Records from a collection
■ ■ ■ ■

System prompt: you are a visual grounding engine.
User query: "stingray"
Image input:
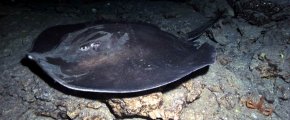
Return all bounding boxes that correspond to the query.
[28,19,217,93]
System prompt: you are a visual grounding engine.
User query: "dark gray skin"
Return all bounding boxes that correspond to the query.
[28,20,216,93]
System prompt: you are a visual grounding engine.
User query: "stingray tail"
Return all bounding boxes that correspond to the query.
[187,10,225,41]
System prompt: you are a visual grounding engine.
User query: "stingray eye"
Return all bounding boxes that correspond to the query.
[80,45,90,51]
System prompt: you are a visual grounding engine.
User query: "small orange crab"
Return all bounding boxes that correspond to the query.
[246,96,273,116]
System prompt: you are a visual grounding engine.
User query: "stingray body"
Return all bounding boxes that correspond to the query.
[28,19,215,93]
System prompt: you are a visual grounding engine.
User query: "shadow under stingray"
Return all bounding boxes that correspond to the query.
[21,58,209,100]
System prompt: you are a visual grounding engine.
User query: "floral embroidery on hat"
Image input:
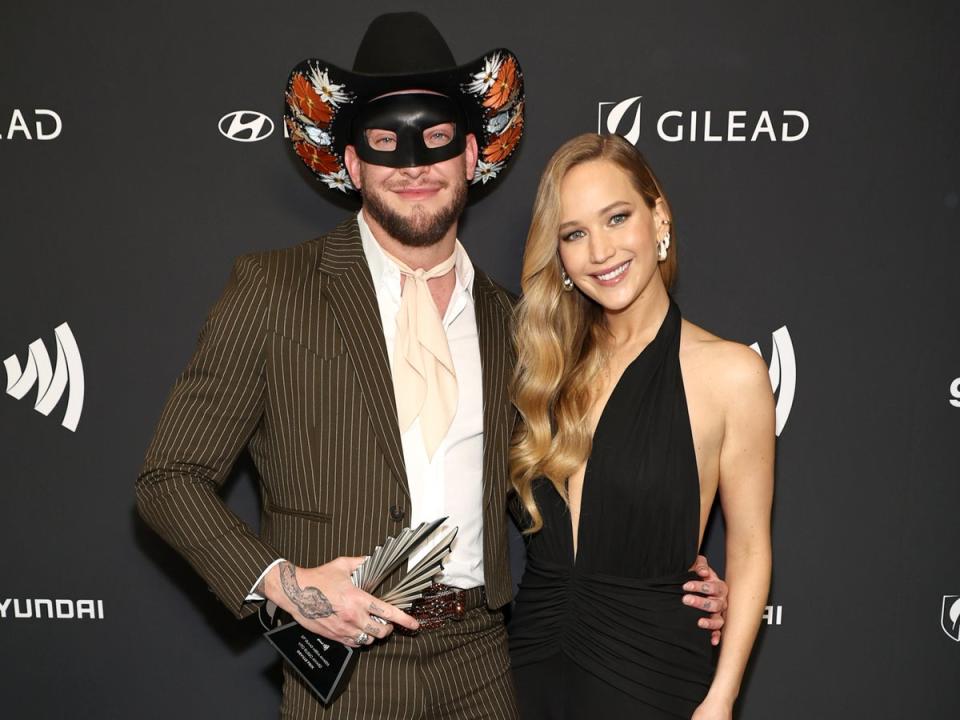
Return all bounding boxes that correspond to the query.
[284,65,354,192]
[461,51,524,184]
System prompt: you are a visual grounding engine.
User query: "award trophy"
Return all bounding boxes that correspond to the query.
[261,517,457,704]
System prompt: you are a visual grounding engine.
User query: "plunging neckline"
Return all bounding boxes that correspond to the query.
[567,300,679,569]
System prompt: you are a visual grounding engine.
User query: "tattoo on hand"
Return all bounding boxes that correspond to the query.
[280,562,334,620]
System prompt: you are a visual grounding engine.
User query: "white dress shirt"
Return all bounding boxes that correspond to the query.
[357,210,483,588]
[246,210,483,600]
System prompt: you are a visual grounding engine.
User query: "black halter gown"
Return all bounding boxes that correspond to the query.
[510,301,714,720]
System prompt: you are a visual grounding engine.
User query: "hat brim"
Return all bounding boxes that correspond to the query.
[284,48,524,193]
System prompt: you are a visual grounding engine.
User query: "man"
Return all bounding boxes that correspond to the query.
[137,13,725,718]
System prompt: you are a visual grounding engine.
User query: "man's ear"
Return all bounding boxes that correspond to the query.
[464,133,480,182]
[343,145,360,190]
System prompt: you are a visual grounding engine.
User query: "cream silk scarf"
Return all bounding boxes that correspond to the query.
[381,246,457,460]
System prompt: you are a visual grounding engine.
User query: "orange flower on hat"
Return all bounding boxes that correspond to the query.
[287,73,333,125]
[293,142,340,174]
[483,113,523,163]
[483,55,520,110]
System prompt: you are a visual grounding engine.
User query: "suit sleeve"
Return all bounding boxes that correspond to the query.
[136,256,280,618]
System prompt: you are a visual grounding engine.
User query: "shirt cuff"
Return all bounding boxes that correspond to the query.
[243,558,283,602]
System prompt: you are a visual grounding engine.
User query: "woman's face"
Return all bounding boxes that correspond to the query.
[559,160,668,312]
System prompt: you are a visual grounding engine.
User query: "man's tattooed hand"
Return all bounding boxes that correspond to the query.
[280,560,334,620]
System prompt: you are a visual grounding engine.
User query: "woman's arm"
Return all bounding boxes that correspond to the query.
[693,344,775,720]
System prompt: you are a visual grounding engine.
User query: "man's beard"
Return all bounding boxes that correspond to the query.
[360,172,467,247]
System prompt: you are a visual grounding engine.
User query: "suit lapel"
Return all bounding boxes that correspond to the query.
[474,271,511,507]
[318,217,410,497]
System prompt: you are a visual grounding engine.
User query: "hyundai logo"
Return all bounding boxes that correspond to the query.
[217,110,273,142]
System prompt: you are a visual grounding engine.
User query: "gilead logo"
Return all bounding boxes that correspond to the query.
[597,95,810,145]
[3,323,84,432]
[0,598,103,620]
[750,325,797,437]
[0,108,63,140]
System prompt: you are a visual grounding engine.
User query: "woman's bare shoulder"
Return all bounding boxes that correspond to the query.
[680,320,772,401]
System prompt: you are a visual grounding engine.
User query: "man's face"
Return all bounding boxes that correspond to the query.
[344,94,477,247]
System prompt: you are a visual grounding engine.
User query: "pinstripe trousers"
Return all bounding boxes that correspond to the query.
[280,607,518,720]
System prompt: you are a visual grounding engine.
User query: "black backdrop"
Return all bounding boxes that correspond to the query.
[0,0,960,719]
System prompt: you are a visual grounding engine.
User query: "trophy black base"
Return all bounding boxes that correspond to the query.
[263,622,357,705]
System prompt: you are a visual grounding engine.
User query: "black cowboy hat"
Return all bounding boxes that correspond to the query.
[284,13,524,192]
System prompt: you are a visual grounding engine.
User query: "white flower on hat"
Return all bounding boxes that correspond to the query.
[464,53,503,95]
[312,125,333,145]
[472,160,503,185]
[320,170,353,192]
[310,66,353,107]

■ ■ ■ ■

== WHAT IS REQUIRED ==
Please reproduce every one of the records above word for word, omitting the pictures.

== EXERCISE ANSWER ==
System prompt: you are a visual grounding engine.
User query: "stingray"
Image input:
Return all bounding boxes that correspond to the query.
[28,19,217,93]
System prompt: you are a visual grounding engine.
User query: "dark gray skin"
Return all bounding boxes that correspond to the query.
[28,20,216,93]
System prompt: you are a visual grounding engine.
User query: "stingray tail"
Return all bounding boxes that correspond to the query.
[187,10,225,41]
System prompt: you are a visual grounding engine.
User query: "stingray eye"
Return all bounding boxes that correspond to the query.
[80,45,90,51]
System prompt: you are a visual grounding engine.
User query: "small orange crab"
Return all bounding boxes that correspond to the query.
[246,96,273,116]
System prompt: you are a visual grounding engine.
User query: "stingray body"
Return all bounding boxes that correspond to the query.
[28,19,215,93]
System prompt: you are a visual grounding engine.
User query: "shadow under stingray"
Return all bounding boxes that correspond to the query.
[21,58,209,100]
System prompt: you are a visual grounding engine.
User query: "floral embroidery on hat"
Image input:
Return all bounding boxes that correspond to the query.
[284,65,354,192]
[461,51,524,184]
System prompt: you are a visual grounding engine.
User query: "award trophy"
Return all bounding boxes that correspond to the query.
[261,517,457,704]
System prompt: you are a visual grounding engine.
User query: "plunging neckline"
Return all bounding boxes that correspond to the query.
[567,300,679,569]
System prompt: you are a visual grounding engine.
User query: "tattoo on hand"
Return all bounding boxes that correspond to the query.
[280,562,334,620]
System prompt: you are a visual grounding engine.
User query: "white dress shirt"
Return all bounding boxes that correspond to the query.
[357,210,483,588]
[246,210,483,600]
System prompt: you are a visual grounding engine.
User query: "black halter gown"
Return all bounding boxes that correspond to the query.
[510,301,714,720]
System prompt: you are a visual grounding engine.
User query: "hat brim"
Return all bounding boxes that correspond to the query.
[284,48,524,193]
System prompt: you are a visual grounding engine.
User query: "man"
Return all bounding boxes that correspond to the query.
[137,13,725,718]
System prompt: you are a visual grounding engine.
User query: "man's ear"
Return all bounding boxes that correspond to the query.
[464,133,480,182]
[343,145,360,190]
System prompt: you are a visual grounding engine.
User query: "cream silk scarf"
Return all bounding boxes that correspond to the query.
[381,246,457,460]
System prompt: you are a visual grounding engine.
User query: "orange flower on hat"
Return all bounding boxes that correspond to the query.
[287,73,333,125]
[293,142,340,174]
[483,113,523,163]
[483,55,520,110]
System prompt: you are a visual grounding engine.
User query: "suit sleeve"
Return all bounding boxes that correspond to the query.
[136,256,280,618]
System prompt: you are a visual grounding engine.
User query: "shirt cuff"
Return all bounding boxes that correspond to the query.
[243,558,283,602]
System prompt: you are a visual grounding engine.
User query: "woman's face"
Return all bounding boxes that correspond to the query.
[559,160,668,312]
System prompt: you are a visual grounding engine.
User query: "man's tattooed hand"
Return all bounding boxes that correspond to the query.
[280,560,334,620]
System prompt: you are a visual grounding engine.
User query: "woman's arm"
Return all bounding boxes that correspond to the query.
[693,344,775,720]
System prompt: you are a visual grounding engine.
User query: "man's beard"
Return all bounding boxes that correspond to the query.
[360,172,467,247]
System prompt: you are a visual grounding engine.
User query: "suit lapel"
Return all bounding boxes that correspond to the query.
[474,271,511,507]
[318,217,410,497]
System prompt: you are a visual grounding engine.
User query: "hyundai logo"
Return all bounding boxes that correspond to the query.
[217,110,273,142]
System prompt: you are a visual grounding engine.
User query: "gilead logo"
Return all bounding boxes that correspond to the query.
[597,95,810,145]
[3,323,84,432]
[0,598,103,620]
[750,325,797,437]
[0,108,63,140]
System prompt: you are a visual grounding engine.
User query: "woman's bare shoulder"
Return all bounding boxes that correspond to the query.
[680,320,772,401]
System prompt: you are a visual grounding engine.
User query: "man's face"
Return all bounding boxes that correspond to the query.
[344,94,477,247]
System prompt: you are a visual grounding engine.
User query: "pinstripe trousers"
Return all bounding boxes that correspond to the query.
[280,607,518,720]
System prompt: you are a visual grounding engine.
User query: "black backdrop"
Return all bounding boxes that correspond to the query.
[0,0,960,719]
System prompt: you are a visual grounding engine.
User query: "trophy black base"
Return all bounding boxes that correspond to the query.
[263,622,357,705]
System prompt: you are a visual grounding engine.
User query: "black cowboy hat"
Return all bounding boxes that correspond to the query.
[284,13,524,192]
System prompt: you are a visual grounding engine.
User query: "white flower on hat"
Return all bounding boxes that correspond to the query.
[464,53,503,95]
[312,125,333,145]
[472,160,503,185]
[320,170,353,192]
[310,66,353,107]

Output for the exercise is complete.